> [EXERCISE]: Drawing on the text about the Alamo Creek development, explain in one to three sentences why agreeing to supply water to the new homes was a problem for EBMUD.

> [TEXT BLOCK]:
Alamo Creek was not an easy project to take from idea to finished homes. Its developer, Shapell Homes of Milpitas, CA, faced numerous challenges in making this community a reality.

The first major challenge came from the location proposed for Alamo Creek. The town of Danville (population 41,700) is an upscale suburb of San Francisco’s East Bay, located about 15 miles from Berkeley and Oakland. Building Alamo Creek in an unincorporated part of Contra Costa County, on the edge of the East Bay Municipal Utility District (EBMUD), meant that there was no entity required to supply water to the new development.

EBMUD, the closest water supplier, serves more than 1.3 million customers in an area of 330 square miles. Like the management of many utilities in California and other states, its leaders were concerned about having enough water to meet the increasing needs of the current customers within its service area.

Photos: Dahlin Group Architecture Planning
Alamo Creek is located in an unincorporated part of Contra Costa County, CA; therefore, there was no entity required to supply water to the new development.

Shapell Homes and EBMUD jointly turned the garage of one of the model homes into an educational exhibit on water conservation.

Agreeing to provide water for homes in a large development that it didn’t have to service was inviting criticism from both current customers and government and utility regulatory officials. Furthermore, servicing these new customers would make any future water shortage worse.

> [PROVIDED RECORDS]:

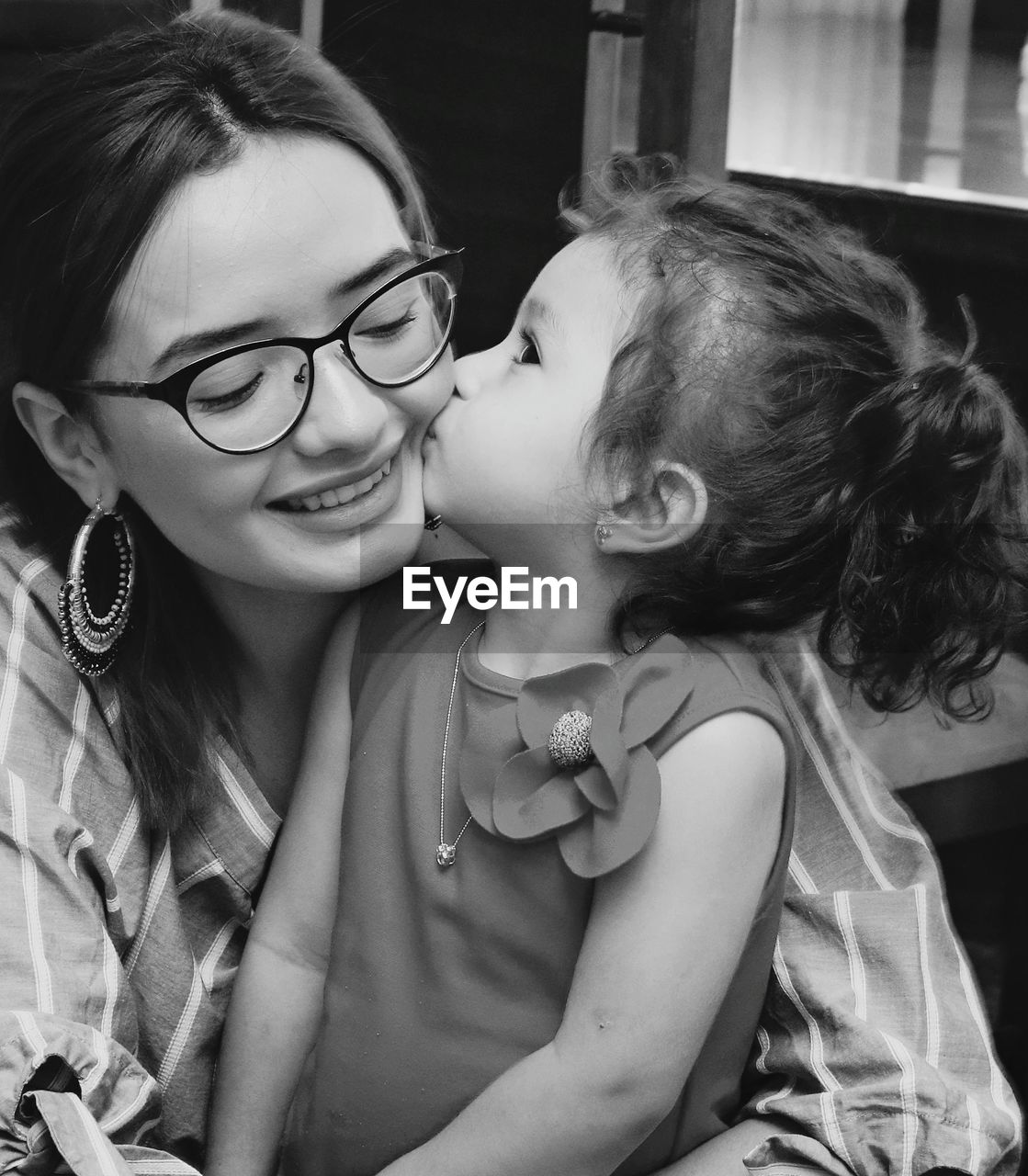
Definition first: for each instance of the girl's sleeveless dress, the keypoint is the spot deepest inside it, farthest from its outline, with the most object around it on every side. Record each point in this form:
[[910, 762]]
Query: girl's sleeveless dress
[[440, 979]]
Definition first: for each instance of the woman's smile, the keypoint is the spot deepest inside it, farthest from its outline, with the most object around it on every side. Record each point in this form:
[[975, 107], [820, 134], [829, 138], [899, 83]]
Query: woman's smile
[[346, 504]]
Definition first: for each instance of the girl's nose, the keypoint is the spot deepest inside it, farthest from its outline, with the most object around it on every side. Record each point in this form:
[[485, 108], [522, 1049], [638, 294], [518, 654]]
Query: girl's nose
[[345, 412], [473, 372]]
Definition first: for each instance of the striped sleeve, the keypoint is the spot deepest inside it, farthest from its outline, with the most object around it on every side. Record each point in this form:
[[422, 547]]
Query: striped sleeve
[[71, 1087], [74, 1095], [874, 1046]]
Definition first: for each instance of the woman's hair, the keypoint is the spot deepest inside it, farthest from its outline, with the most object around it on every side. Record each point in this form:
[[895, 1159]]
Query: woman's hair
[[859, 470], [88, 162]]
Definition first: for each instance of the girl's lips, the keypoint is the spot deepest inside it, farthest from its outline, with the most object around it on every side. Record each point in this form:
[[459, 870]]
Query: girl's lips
...
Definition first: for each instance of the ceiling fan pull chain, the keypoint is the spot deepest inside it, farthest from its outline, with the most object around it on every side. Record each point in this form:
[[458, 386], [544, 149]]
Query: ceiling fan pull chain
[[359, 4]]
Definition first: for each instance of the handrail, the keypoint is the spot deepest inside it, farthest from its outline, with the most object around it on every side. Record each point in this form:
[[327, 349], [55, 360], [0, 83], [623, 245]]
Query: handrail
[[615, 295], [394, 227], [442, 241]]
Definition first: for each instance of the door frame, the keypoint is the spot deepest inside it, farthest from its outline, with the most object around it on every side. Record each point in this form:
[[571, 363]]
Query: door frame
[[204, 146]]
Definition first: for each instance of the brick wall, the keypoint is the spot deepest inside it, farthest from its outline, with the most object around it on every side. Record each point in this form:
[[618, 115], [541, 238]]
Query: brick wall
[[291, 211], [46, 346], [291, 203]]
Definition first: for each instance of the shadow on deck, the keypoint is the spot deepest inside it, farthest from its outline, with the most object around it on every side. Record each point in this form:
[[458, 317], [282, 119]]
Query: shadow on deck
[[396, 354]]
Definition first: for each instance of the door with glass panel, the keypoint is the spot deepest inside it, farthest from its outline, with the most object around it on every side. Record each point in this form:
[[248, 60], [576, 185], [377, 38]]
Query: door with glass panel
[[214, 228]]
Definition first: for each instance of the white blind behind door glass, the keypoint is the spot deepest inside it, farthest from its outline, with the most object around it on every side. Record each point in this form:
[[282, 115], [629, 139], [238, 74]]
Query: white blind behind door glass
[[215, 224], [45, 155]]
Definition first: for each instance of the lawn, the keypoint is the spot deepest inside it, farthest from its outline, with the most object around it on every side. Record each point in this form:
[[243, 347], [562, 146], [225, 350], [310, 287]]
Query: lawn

> [REPLY TO THE TASK]: EBMUD's leaders were already worried about having enough water for the growing needs of current customers in its service area. Agreeing to serve a large development it was not required to serve invited criticism from current customers and from government and utility regulatory officials. Serving these new customers would also make any future water shortage worse.